BEGIN Dataset records

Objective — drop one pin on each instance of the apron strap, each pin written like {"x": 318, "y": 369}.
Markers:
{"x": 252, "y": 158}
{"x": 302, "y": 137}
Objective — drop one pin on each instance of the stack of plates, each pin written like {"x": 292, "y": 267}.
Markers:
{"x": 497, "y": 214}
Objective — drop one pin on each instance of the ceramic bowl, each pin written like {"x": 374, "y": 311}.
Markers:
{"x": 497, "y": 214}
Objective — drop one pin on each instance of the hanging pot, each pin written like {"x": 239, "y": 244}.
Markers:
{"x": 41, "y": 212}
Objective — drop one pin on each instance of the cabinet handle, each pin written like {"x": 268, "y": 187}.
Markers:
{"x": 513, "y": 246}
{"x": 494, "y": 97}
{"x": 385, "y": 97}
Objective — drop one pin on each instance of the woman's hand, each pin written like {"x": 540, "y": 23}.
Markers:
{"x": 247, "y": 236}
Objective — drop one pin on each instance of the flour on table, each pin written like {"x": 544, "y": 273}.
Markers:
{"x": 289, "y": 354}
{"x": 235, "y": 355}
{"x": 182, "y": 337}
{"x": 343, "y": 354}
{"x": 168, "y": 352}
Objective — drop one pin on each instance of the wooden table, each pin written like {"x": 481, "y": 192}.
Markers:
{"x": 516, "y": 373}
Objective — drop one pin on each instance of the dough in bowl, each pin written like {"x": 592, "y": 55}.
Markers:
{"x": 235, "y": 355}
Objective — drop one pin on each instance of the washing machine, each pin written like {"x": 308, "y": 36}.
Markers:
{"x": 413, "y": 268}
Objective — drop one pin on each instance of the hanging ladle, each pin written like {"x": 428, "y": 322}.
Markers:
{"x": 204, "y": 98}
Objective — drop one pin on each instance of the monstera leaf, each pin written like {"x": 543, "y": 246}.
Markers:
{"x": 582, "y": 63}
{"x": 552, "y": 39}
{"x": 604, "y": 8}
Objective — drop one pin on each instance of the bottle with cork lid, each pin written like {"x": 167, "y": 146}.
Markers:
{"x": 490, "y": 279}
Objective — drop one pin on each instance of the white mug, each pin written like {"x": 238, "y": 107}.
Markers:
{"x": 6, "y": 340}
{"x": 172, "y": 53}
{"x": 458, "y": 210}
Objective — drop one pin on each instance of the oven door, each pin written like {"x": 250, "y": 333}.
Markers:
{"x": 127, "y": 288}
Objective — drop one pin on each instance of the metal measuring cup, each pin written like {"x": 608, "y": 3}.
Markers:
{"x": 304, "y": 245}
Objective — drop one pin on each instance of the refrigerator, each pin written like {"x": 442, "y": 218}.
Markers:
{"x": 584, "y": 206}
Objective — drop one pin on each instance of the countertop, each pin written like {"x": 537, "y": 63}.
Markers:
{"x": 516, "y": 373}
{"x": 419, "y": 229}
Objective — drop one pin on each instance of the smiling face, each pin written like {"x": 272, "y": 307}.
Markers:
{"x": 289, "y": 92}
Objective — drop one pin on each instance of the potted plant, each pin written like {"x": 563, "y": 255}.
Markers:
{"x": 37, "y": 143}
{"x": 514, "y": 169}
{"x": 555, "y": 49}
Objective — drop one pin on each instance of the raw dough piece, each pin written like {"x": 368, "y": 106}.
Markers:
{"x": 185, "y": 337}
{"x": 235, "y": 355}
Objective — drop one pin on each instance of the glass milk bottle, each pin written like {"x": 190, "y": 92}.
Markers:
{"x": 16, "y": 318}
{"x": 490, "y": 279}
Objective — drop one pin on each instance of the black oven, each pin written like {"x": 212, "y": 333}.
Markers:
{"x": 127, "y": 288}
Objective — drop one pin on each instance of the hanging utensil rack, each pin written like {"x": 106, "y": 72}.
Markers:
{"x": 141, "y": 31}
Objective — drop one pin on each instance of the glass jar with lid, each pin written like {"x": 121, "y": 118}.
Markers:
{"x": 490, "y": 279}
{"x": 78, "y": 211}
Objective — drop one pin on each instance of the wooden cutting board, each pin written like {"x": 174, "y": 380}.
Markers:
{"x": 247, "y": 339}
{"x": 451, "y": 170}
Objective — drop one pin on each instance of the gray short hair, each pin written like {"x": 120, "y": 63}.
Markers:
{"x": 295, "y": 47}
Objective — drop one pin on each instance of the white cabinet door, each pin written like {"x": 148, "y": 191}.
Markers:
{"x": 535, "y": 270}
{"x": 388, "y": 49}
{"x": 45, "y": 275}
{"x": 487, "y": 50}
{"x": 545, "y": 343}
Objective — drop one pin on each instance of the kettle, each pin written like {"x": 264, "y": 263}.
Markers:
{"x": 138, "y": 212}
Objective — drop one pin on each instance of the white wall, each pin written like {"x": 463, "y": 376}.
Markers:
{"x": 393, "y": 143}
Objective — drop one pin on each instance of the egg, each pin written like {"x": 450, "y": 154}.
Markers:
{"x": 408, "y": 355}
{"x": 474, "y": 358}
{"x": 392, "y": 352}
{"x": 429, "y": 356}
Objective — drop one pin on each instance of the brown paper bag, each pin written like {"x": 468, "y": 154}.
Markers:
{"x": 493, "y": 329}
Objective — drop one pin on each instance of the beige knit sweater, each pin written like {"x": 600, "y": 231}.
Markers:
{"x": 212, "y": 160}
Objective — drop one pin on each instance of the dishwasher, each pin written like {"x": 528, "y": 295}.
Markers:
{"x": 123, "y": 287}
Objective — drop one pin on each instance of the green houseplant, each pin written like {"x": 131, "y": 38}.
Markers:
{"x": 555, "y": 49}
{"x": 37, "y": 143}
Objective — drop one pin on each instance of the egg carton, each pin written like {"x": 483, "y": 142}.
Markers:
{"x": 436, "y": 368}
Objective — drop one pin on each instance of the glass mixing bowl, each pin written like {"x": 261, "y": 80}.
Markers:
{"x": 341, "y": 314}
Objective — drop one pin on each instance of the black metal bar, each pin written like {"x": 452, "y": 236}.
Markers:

END Dataset records

* _Action item_
A single number is asked for: how many lines in the entries above hold the string "table".

* _Answer to the exercise_
2